━━━━━ SUPPLIED PASSAGE

As higher learning finds its virtual footing, there’s one support service that cannot be sidelined: online career guidance.
Estonia is making headway in this space thanks to the Estonian Unemployment Insurance Fund (EUIF), a national public employment service offering free career guidance to school leavers.
The EUIF has been providing online career guidance via telephone, e-mail and Skype for some time. Since COVID-19 hit, it has witnessed a significant spike in engagement — online career guidance sessions rose 86 percent in the first three months of 2020.
Why online career guidance?
Writing for OECD Education and Skills Today, EUIF Head of International Relations Kerstin Holland stated, “For younger job seekers, risks are high of early labour market exclusion and becoming trapped in low-skilled employment misaligned with their qualifications and interests.”
“These difficult circumstances mean greater support is needed to help school leavers prepare to compete for available jobs or to continue in education.”

━━━━━━━━━━
━━━━━ MATERIAL PROVIDED

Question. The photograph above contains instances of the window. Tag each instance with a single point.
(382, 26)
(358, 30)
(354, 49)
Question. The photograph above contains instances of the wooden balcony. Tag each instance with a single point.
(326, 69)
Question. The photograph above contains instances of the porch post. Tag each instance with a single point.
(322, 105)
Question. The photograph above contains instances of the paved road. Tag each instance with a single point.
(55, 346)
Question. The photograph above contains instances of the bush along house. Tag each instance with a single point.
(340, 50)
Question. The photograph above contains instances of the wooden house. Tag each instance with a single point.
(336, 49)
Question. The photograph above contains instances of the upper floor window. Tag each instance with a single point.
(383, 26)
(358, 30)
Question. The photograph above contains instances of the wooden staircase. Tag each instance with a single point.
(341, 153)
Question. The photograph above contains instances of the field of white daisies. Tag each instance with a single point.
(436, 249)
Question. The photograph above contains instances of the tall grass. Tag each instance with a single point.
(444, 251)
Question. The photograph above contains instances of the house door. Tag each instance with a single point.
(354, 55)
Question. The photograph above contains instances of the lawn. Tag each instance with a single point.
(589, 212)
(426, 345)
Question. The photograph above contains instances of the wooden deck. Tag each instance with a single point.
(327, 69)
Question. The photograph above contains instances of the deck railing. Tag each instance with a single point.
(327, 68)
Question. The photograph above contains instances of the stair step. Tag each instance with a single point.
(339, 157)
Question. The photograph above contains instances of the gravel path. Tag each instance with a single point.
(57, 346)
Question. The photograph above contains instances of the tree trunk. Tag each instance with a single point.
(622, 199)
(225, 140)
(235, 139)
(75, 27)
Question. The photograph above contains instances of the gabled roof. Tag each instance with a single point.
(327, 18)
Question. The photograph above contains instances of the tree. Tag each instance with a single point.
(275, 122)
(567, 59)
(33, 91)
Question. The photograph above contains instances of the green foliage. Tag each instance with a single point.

━━━━━━━━━━

- [REQUIRED TASKS]
1. According to the passage on online career guidance in Estonia, by what percentage did online career guidance sessions rise in the first three months of 2020?
2. In the passage on online career guidance in Estonia, repeat the stretch from "As higher learning" through "months of 2020.".
3. Pick up the passage on online career guidance in Estonia where it stops and continue it.

- [REPLIES]
1. 86 percent

2.
As higher learning finds its virtual footing, there’s one support service that cannot be sidelined: online career guidance.
Estonia is making headway in this space thanks to the Estonian Unemployment Insurance Fund (EUIF), a national public employment service offering free career guidance to school leavers.
The EUIF has been providing online career guidance via telephone, e-mail and Skype for some time. Since COVID-19 hit, it has witnessed a significant spike in engagement — online career guidance sessions rose 86 percent in the first three months of 2020.

3.
Online career guidance allows students to access pertinent information about a country’s economic outlook and how it relates to their future careers.
In fact, one OECD analysis shows that teenagers who participate in career counselling or guidance activities are much more likely to believe their education to be useful in future jobs.
Estonia is known for its expertise in delivering public services via digital technology. Thus, other countries would do well to follow in its footsteps where online career guidance is concerned.
Here’s how EUIF does it.
- One-on-one online career guidance sessions — Young job-seekers in Estonia can access counselling services through all EUIF offices. It helps that every upper secondary school in the republic has a liaison consultant at the office; they keep schools and students abreast of online career guidance services.
- Virtual job fairs — Though economic turmoil is globally anticipated, industries such as agriculture and e-trade are still in need of skilled workers. Therefore, online career guidance must continue to point students in the direction of demand.
- EUIF has previously organised a series of EURES (EURopean Employment Services) international online job fairs. This fair offered vacancy postings, webinars and video seminars to young people looking to start or upgrade their career.
- This same mix of activities saw 92,000 visits to a separate summer work online job fair in 2019. If used wisely, the online medium can be an effective alternative to mega career fairs during this time.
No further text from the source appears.